◆ **EXERCISE BRIEF**: Copy all the material that follows, keeping every character the same.

◆ **STORED DATA**:
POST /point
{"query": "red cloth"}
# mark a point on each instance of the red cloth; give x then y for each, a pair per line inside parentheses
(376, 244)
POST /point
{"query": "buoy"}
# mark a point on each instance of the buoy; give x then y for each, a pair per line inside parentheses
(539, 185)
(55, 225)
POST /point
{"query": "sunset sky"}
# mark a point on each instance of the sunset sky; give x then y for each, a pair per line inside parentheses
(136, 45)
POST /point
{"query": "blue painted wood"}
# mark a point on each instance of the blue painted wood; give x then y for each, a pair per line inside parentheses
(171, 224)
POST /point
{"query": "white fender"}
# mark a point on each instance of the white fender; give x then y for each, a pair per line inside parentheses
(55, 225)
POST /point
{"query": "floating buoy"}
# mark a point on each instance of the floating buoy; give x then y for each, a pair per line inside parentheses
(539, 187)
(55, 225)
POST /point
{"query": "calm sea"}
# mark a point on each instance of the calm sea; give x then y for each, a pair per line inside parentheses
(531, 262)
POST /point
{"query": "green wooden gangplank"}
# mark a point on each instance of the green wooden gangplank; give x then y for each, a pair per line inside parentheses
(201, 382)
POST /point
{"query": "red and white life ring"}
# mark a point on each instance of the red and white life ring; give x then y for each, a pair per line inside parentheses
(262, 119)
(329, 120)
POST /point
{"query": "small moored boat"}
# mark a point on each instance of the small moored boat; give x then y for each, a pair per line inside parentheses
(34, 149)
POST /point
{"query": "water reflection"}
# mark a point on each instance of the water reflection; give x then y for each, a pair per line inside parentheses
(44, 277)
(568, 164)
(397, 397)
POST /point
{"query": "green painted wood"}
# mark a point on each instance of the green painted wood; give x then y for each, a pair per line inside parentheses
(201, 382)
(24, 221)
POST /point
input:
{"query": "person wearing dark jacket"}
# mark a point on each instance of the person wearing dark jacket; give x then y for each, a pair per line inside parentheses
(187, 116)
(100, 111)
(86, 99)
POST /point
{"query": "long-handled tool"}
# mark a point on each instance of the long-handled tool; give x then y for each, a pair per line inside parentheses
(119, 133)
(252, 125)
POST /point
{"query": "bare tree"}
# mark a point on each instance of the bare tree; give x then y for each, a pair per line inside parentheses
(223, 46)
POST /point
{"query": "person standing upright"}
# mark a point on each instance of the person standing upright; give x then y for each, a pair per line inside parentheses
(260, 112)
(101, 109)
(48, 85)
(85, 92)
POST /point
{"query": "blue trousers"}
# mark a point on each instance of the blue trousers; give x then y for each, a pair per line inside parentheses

◆ **RESPONSE TO THIS TASK**:
POST /point
{"query": "red cloth"}
# mark a point on each instance of the red cloth; give x then y for each, a pair per line inside parentheses
(376, 244)
POST /point
{"query": "buoy"}
# mark a point on each instance of the buoy; give x then y for each, a pair per line inside parentheses
(539, 185)
(55, 225)
POST /point
{"query": "sunset sky"}
# mark a point on each instance of the sunset sky; give x then y for each, a pair per line inside parentheses
(136, 45)
POST /point
{"query": "blue painted wood"}
# mark a point on each instance of the blue painted wood; give x then y for each, a pair per line inside parentheses
(171, 224)
POST /point
{"query": "white fender"}
# mark a point on each instance of the white fender; give x then y for each, a pair per line inside parentheses
(55, 225)
POST /point
{"query": "floating buoy"}
# mark a point on each instance of the floating buoy; give x then y for each, a pair per line inside parentheses
(539, 187)
(55, 225)
POST /point
{"query": "calm sea"}
# mark a point on each instance of the calm sea; give x then y for each, a pair per line inside parentheses
(531, 262)
POST /point
{"query": "green wooden gangplank"}
# mark a point on each instance of the green wooden gangplank; give x then y for each, a pair per line inside parentheses
(201, 382)
POST /point
{"query": "red and white life ring"}
# mark a point on each instance of the red and white life ring; give x then y for each, a pair per line inside parentheses
(262, 119)
(329, 120)
POST /point
{"query": "small moored boat"}
# mark a point on each instance of the small moored boat; give x then y for each, a pair per line inside parentheses
(34, 149)
POST /point
{"query": "water reflection"}
# mark a point on each instance of the water reflection; give x then y for each, a pair per line inside parentheses
(44, 277)
(568, 164)
(397, 397)
POST /point
{"query": "green painted wood"}
# mark a point on each instance of the green painted wood; give x then y for each, a pair per line inside parentheses
(201, 382)
(24, 221)
POST /point
input:
{"query": "person wearing dark jacket"}
# mark a point on each instance of the person wearing dark jacket; give x then y for each, a pair per line inside parentheses
(187, 116)
(100, 111)
(86, 99)
POST /point
{"query": "long-handled tool"}
# mark a point on each instance of the long-handled tool; give x then y for each, a pair per line inside parentheses
(119, 133)
(252, 125)
POST /point
{"query": "bare tree"}
# mark a point on each instance of the bare tree; give x then y for each, a pair per line inside parentheses
(223, 46)
POST /point
{"query": "person standing upright"}
# mark a point on each instance of the person standing upright; give x then y for each, a pair per line inside parentheses
(260, 112)
(101, 109)
(48, 85)
(85, 92)
POST /point
{"query": "blue trousers"}
# mark a point on each instance of the blue trousers; give x then y for each, a pair per line inside parentheses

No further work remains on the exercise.